[Exercise passage]
______________________________

Federal Judge Dismisses Prohibitionist Lawsuit Challenging Medicare CBD Program

A federal judge has dismissed a lawsuit led by Smart Approaches to Marijuana challenging the Trump administration’s Medicare-linked CBD program, finding the plaintiffs failed to show they had standing to bring the case.

Judge Trevor N. McFadden, of the U.S. District Court for the District of Columbia, dismissed the case Friday, finding that SAM, MMJ International Holdings, its subsidiaries and the other plaintiffs failed to meet the basic requirement needed to sue in federal court.

SAM and its allies had asked the court to halt a Centers for Medicare & Medicaid Services program connected to hemp-derived CBD access for certain Medicare patients. The challenge had been placed on an expedited track after the plaintiffs filed an amended complaint and again asked for emergency court intervention.

“Each claims an injury too abstract or too remote to open the courtroom doors,” McFadden wrote.

Rather than weighing the broader legal claims raised in the lawsuit, McFadden said the case could not proceed because the plaintiffs did not establish Article III standing.

“At the outset, the Court notes that it need not tackle the bulk of questions that Plaintiffs raise in their motions,” McFadden wrote. “That is because Plaintiffs’ case suffers from a fatal flaw: the failure to establish Article III standing to bring their claims. The Court addresses only this jurisdictional hole and will dismiss the entire suit and deny Plaintiffs’ motion for a preliminary injunction as moot.”

______________________________

Items listed in a dataset
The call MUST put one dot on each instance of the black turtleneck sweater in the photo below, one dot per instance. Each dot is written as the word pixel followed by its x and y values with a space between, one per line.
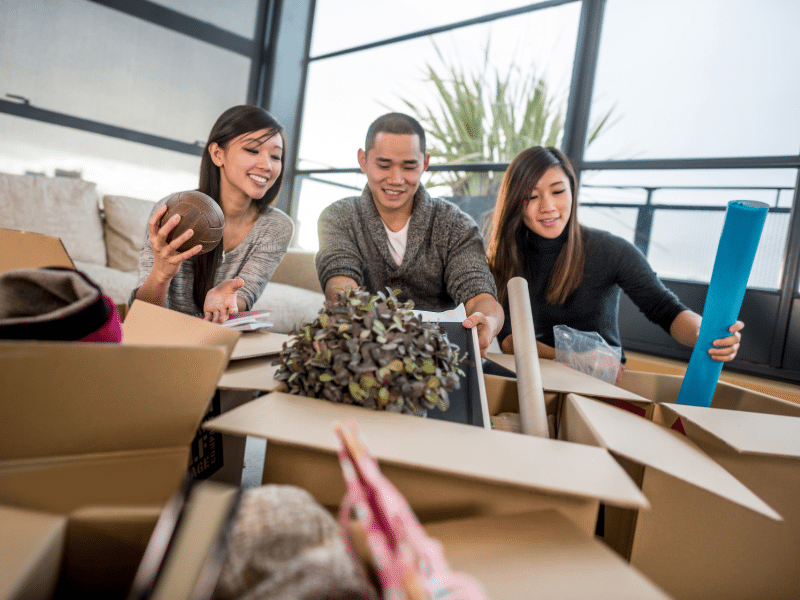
pixel 612 264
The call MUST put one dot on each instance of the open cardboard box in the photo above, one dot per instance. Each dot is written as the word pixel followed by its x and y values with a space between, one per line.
pixel 699 546
pixel 705 535
pixel 443 469
pixel 95 440
pixel 538 555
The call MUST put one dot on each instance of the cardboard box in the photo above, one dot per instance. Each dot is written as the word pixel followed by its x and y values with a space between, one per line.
pixel 443 469
pixel 725 515
pixel 91 553
pixel 701 547
pixel 27 250
pixel 538 555
pixel 95 439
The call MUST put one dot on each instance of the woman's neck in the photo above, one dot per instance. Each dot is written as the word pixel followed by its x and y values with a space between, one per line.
pixel 534 240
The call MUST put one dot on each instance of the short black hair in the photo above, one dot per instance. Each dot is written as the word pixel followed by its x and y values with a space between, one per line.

______________________________

[Exercise aim] Rewrite the part of the article on the Medicare CBD lawsuit that opens with the words "Federal Judge Dismisses" and closes with "bring the case.", putting "tossed" in place of "dismissed". The records are separate material and are unrelated to the text.

[Task answer]
Federal Judge Dismisses Prohibitionist Lawsuit Challenging Medicare CBD Program

A federal judge has tossed a lawsuit led by Smart Approaches to Marijuana challenging the Trump administration’s Medicare-linked CBD program, finding the plaintiffs failed to show they had standing to bring the case.